--- start PASSAGE PROVIDED ---

Anonymous Attributes, Attribute Sockets and Node Group Processors [Proposal]

This proposal is inspired by multiple proposals that have come before:

Quick note, all the images are just mockups. They have been created using node groups, the Toggle Node Options operator in the context menu of nodes and a little patch that makes it easy to change the display shape of sockets in the sidebar (patch).

Anonymous Attribute


To recap, currently a geometry attribute is a container for data that is attached to geometry.

  • It belongs to a specific domain of the geometry (such as vertices, edges, faces, …).
  • It has a specific data type (such as float, integer, …).
  • It has a name that identifies the attribute on a geometry.

Anonymous attributes extend this concept a little bit. Now attributes fall into two categories:

  • Persistent Attributes: Those are the same as the attributes we have already.
  • Anonymous Attributes: Those differ from persistent attributes in the following ways:
    • They are not identified by name. Instead they are identified by some yet-to-be-defined thing that the user should never see (might be a random name, or some runtime data structure).

--- end PASSAGE PROVIDED ---

Copy out the anonymous attributes proposal above in full, word for word.

--- start RECORDS SHOWN ---

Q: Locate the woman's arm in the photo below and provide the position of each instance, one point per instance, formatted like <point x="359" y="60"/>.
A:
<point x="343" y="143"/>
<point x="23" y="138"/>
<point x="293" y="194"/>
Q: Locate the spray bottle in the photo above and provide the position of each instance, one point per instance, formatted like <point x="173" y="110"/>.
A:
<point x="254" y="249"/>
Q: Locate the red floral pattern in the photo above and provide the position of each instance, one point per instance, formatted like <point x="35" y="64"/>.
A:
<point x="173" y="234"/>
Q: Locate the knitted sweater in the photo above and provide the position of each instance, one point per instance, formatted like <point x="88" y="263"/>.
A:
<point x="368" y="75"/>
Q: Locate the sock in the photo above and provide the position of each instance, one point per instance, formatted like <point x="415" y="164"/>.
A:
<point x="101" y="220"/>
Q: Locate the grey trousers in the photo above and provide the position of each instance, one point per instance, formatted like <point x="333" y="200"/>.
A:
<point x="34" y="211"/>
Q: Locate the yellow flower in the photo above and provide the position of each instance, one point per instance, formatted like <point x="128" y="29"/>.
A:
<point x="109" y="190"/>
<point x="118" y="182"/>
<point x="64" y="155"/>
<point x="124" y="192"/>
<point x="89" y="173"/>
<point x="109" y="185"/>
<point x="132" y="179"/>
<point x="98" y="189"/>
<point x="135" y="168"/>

--- end RECORDS SHOWN ---

## EXPECTED ANSWER
Anonymous Attributes, Attribute Sockets and Node Group Processors [Proposal]

This proposal is inspired by multiple proposals that have come before:

Quick note, all the images are just mockups. They have been created using node groups, the Toggle Node Options operator in the context menu of nodes and a little patch that makes it easy to change the display shape of sockets in the sidebar (patch).

Anonymous Attribute


To recap, currently a geometry attribute is a container for data that is attached to geometry.

  • It belongs to a specific domain of the geometry (such as vertices, edges, faces, …).
  • It has a specific data type (such as float, integer, …).
  • It has a name that identifies the attribute on a geometry.

Anonymous attributes extend this concept a little bit. Now attributes fall into two categories:

  • Persistent Attributes: Those are the same as the attributes we have already.
  • Anonymous Attributes: Those differ from persistent attributes in the following ways:
    • They are not identified by name. Instead they are identified by some yet-to-be-defined thing that the user should never see (might be a random name, or some runtime data structure).